## PROBLEM
Present the following entries again, word for word and in full.

## DATA TO PROCESS
<<<<

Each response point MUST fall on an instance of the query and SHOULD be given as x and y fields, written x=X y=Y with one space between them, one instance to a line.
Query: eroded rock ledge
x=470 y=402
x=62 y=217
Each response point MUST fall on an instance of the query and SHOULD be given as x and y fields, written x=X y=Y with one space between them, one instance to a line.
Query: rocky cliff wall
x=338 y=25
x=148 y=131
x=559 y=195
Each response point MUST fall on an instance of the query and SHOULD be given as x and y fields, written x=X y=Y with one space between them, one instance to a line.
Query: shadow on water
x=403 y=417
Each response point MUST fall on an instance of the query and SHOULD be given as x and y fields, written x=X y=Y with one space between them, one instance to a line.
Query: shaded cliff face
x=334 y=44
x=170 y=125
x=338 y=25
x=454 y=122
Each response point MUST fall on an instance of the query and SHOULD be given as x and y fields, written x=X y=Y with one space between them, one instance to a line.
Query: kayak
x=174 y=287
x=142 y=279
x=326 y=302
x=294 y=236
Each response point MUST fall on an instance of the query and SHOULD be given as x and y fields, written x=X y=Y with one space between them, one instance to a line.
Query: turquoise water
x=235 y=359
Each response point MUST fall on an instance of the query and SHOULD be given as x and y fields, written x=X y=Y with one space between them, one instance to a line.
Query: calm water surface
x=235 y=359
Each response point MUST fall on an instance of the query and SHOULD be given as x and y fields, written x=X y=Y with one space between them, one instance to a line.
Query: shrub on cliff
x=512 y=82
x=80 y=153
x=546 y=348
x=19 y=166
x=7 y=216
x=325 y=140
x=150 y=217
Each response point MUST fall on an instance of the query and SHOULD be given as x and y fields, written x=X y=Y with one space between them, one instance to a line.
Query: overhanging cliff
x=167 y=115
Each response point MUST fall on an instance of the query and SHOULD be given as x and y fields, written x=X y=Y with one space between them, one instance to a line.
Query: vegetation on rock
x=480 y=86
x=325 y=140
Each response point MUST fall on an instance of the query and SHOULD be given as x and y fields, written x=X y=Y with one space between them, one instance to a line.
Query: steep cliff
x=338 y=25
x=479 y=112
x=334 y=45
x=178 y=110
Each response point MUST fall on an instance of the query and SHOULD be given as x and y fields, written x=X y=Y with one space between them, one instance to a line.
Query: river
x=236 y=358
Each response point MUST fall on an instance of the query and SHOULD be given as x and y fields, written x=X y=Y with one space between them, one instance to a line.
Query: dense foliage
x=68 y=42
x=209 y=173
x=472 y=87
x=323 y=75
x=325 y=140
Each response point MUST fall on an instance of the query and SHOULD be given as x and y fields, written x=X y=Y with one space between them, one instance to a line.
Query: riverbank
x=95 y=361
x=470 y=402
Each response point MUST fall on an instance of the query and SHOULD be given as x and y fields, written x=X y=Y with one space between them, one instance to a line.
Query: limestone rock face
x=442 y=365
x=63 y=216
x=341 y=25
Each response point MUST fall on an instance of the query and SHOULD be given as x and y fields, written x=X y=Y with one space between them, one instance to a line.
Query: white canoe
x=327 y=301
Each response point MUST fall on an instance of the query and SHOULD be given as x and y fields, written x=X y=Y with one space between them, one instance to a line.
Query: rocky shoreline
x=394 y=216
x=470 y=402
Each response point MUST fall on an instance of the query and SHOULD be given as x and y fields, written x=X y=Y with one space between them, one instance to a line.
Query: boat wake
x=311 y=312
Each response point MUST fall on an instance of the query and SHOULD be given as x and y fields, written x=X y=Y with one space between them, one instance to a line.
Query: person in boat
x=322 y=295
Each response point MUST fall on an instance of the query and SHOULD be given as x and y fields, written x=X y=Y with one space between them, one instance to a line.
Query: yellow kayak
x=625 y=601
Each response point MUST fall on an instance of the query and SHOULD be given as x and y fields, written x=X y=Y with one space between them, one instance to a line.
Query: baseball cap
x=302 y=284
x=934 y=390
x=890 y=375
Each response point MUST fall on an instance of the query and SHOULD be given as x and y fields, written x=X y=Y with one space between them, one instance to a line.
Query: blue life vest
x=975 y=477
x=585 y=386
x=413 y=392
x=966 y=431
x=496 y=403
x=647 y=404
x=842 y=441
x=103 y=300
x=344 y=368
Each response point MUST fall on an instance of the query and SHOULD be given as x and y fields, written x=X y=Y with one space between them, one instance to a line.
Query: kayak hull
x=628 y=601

>>>>

## EXERCISE RESULT
Each response point MUST fall on an instance of the query and SHOULD be given as x and y fields, written x=X y=Y with one space between them, one instance to a line.
Query: eroded rock ledge
x=470 y=402
x=62 y=217
Each response point MUST fall on an instance of the query and SHOULD be given as x and y fields, written x=X y=Y with one space between them, one instance to a line.
Query: rocky cliff wall
x=338 y=25
x=148 y=131
x=559 y=195
Each response point MUST fall on an instance of the query and SHOULD be given as x and y fields, written x=X y=Y with one space between them, one instance to a line.
Query: shadow on water
x=403 y=417
Each response point MUST fall on an instance of the query and SHOULD be given as x and y fields, written x=X y=Y with one space between them, one instance to a line.
Query: shaded cliff face
x=334 y=44
x=170 y=125
x=338 y=25
x=454 y=122
Each response point MUST fall on an instance of the query and SHOULD be given as x and y fields, written x=X y=Y with one space between them, one instance to a line.
Query: kayak
x=174 y=287
x=142 y=279
x=326 y=302
x=294 y=236
Each response point MUST fall on an instance of the query and SHOULD be given as x and y fields, written x=X y=Y with one space between them, one instance to a line.
Query: turquoise water
x=235 y=359
Each response point MUST fall on an instance of the query and SHOULD be given as x and y fields, written x=X y=Y with one space between them, one instance to a line.
Query: calm water surface
x=235 y=359
Each response point MUST fall on an instance of the query and SHOULD be given as x and y fields, written x=X y=Y with one space between them, one instance to a line.
Query: shrub on cliff
x=512 y=82
x=80 y=153
x=546 y=348
x=19 y=166
x=7 y=216
x=325 y=140
x=150 y=217
Each response point MUST fall on an instance of the query and SHOULD be given as x and y fields, written x=X y=Y with one space between them, one instance to a line.
Query: overhanging cliff
x=167 y=115
Each response point MUST fall on an instance of the query and SHOULD be given as x and y fields, written x=X y=Y with one space between them, one instance to a line.
Query: vegetation on rock
x=480 y=86
x=325 y=140
Each response point MUST fall on an instance of the query and SHOULD be given as x and y fields, written x=X y=Y with one space between them, one instance to a line.
Query: steep cliff
x=338 y=25
x=479 y=112
x=334 y=45
x=178 y=110
Each response point MUST fall on an instance of the query and SHOULD be given as x and y fields, written x=X y=Y with one space between them, one instance to a line.
Query: river
x=236 y=358
Each response point MUST fall on an instance of the query and SHOULD be given as x and y fields, written x=X y=Y with one space between them, one instance to a line.
Query: dense foliage
x=68 y=42
x=209 y=173
x=472 y=87
x=323 y=75
x=325 y=140
Each response point MUST fall on an instance of the query and SHOULD be given as x and y fields, written x=X y=Y with one space between them, one instance to a line.
Query: riverbank
x=95 y=361
x=470 y=402
Each response point MUST fall on an instance of the query and SHOULD be given as x and y fields, written x=X y=Y with one space between them, one instance to a line.
Query: limestone rock face
x=442 y=365
x=63 y=216
x=341 y=25
Each response point MUST fall on an instance of the query and SHOULD be given as x and y fields, written x=X y=Y with one space between them, one instance to a line.
Query: white canoe
x=327 y=301
Each response point MUST fall on an instance of the query and SHOULD be given as x and y fields, written x=X y=Y with one space between them, one instance to a line.
Query: rocky shoreline
x=394 y=216
x=470 y=402
Each response point MUST fall on an instance of the query and SHOULD be given as x and y fields, written x=X y=Y with one space between them, one instance to a line.
Query: boat wake
x=311 y=312
Each response point MUST fall on an instance of the query and SHOULD be given as x and y fields, written x=X y=Y with one space between them, one instance to a line.
Query: person in boat
x=322 y=295
Each response point MUST fall on an instance of the query and SHOULD be given as x and y fields, written x=X y=Y with one space between them, one instance to a line.
Query: yellow kayak
x=625 y=601
Each response point MUST fall on an instance of the query and SHOULD be given as x and y fields, written x=X y=Y with one space between them, one instance to a line.
Query: baseball cap
x=302 y=284
x=934 y=390
x=890 y=375
Each response point MUST fall on an instance of the query and SHOULD be given as x and y fields, written x=X y=Y with one space between them, one instance to a line.
Query: blue life vest
x=975 y=477
x=585 y=386
x=413 y=392
x=966 y=431
x=496 y=403
x=647 y=404
x=842 y=441
x=103 y=300
x=344 y=368
Each response point MUST fall on an instance of the query and SHOULD be given as x and y fields, written x=X y=Y with one space between them, one instance to a line.
Query: kayak hull
x=628 y=601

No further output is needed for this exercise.